_What you should do_
Take the data below and copy exactly the lines starting at the one with "Each instance of the green bush" and finishing at the one with "Each instance of the yellow", both included.

[Items from a dataset]
-----

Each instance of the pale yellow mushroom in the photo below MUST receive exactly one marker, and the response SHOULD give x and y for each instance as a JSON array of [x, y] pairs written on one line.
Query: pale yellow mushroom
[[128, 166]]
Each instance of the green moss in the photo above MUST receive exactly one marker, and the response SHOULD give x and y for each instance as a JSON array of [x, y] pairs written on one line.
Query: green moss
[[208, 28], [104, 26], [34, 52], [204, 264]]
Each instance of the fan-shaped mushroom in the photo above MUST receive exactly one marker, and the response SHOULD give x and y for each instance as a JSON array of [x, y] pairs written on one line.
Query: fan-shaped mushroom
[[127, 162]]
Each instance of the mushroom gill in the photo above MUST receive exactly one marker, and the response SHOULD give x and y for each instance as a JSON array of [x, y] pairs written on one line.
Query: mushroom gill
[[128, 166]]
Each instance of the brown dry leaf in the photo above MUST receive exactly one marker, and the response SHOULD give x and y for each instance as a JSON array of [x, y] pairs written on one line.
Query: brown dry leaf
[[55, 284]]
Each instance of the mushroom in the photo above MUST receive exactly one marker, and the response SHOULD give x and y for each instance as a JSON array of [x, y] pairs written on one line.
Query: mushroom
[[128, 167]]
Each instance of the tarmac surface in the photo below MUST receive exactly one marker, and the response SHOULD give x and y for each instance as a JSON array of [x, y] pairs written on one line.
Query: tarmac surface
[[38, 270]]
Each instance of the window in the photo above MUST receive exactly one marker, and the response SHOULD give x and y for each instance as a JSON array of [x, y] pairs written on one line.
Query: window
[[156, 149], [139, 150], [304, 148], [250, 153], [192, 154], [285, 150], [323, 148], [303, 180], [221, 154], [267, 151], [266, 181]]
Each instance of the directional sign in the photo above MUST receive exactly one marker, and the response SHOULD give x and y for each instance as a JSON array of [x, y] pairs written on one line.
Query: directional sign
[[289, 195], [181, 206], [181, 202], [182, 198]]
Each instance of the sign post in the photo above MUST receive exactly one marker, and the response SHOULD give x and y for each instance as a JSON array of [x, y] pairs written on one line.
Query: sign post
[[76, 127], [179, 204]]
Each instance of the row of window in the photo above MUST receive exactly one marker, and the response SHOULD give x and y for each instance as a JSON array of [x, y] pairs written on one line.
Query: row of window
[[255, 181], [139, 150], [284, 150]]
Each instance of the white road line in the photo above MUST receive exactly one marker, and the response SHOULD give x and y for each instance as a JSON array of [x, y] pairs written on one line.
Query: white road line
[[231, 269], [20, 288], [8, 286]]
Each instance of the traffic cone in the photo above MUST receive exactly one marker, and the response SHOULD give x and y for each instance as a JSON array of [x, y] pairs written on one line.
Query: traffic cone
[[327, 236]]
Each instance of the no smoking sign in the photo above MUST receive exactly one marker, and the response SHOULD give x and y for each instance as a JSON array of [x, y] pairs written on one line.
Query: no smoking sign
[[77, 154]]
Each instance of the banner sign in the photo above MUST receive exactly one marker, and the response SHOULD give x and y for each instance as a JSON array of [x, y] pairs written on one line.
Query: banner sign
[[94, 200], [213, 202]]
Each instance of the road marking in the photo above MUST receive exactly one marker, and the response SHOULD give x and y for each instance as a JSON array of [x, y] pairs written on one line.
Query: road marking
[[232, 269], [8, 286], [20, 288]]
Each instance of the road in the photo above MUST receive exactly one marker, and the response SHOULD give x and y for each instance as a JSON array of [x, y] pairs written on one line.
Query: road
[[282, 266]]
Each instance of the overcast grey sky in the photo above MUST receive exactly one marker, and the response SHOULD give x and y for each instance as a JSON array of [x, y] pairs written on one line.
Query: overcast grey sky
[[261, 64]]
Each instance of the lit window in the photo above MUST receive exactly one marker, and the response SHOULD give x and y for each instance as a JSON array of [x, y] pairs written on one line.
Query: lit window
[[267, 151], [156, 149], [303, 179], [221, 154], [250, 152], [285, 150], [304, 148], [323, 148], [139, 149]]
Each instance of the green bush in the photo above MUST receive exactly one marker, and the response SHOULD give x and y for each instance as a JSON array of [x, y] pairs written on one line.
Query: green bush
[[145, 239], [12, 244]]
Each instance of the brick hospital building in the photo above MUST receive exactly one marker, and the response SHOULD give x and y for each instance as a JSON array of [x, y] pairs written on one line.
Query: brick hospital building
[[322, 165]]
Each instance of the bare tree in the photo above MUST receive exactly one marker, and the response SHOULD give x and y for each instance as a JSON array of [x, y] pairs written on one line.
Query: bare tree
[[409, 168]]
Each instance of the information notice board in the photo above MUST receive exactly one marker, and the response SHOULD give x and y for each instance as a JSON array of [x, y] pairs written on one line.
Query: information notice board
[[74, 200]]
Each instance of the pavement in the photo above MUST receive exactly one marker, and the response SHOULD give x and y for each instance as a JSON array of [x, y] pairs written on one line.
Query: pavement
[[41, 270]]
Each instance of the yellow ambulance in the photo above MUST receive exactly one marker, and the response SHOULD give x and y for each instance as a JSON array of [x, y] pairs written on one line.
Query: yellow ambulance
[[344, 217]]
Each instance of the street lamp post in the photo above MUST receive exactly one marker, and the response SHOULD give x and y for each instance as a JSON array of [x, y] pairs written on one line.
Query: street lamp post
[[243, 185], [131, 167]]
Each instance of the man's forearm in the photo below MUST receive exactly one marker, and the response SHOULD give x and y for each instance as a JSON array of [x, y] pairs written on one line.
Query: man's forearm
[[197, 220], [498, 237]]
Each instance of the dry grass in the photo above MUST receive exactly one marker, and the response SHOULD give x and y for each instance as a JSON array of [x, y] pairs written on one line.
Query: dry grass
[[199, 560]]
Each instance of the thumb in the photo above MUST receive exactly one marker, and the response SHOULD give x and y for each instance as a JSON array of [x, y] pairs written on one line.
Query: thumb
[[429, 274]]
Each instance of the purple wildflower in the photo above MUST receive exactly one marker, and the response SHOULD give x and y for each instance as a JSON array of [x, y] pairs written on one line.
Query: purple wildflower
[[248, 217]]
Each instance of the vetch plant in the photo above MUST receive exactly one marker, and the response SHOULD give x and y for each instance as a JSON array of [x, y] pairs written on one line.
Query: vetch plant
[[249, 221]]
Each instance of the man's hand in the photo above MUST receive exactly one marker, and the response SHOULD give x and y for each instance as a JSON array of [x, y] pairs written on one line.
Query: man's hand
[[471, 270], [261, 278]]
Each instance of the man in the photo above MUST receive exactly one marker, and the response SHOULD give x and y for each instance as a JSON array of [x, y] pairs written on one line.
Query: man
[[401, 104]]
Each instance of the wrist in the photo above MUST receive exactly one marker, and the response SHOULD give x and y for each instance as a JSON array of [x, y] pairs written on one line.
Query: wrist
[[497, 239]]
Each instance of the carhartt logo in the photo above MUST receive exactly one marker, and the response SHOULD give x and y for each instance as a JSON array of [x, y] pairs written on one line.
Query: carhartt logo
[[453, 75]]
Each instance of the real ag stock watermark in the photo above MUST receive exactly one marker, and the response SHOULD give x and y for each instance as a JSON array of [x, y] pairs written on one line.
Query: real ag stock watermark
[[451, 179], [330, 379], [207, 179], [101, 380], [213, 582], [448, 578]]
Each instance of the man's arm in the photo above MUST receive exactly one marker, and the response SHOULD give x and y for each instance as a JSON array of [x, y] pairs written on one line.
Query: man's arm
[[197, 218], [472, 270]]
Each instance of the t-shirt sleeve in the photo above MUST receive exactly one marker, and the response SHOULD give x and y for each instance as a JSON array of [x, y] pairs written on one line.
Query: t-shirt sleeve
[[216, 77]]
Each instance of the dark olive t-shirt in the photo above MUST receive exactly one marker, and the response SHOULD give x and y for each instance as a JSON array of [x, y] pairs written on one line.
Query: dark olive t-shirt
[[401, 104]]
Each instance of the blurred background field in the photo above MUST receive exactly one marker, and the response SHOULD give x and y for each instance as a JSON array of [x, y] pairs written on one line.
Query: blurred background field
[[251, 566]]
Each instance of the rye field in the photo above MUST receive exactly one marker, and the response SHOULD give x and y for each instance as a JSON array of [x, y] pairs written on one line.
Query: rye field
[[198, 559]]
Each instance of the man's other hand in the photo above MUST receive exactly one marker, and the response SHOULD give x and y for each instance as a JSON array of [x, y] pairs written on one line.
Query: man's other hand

-----

_Task answer_
Each instance of the green bush in the photo above MUST receive exactly one marker, and the response SHOULD give x and y for each instance as a JSON array of [x, y] pairs written on one line.
Query: green bush
[[145, 239], [12, 244]]
Each instance of the brick hospital building in the photo above MUST receive exactly one marker, and the response SHOULD give x and y for each instance as a JSON array of [x, y] pairs written on one line.
Query: brick hospital building
[[322, 165]]
Each instance of the bare tree in the photo above MUST receive exactly one marker, and the response SHOULD give x and y for each instance as a JSON array of [x, y] pairs written on one line.
Query: bare tree
[[409, 168]]
Each instance of the information notice board in the photo above MUST receive exactly one marker, and the response SHOULD give x and y for each instance as a JSON array of [x, y] pairs written on one line.
Query: information notice board
[[74, 200]]
Each instance of the pavement in the photo above MUST receive exactly one marker, and the response SHOULD give x and y for each instance as a JSON array of [x, y] pairs written on one line.
Query: pavement
[[41, 270]]
Each instance of the yellow ambulance in the photo above MUST receive exactly one marker, and the response SHOULD give x and y for each instance as a JSON array of [x, y] pairs written on one line.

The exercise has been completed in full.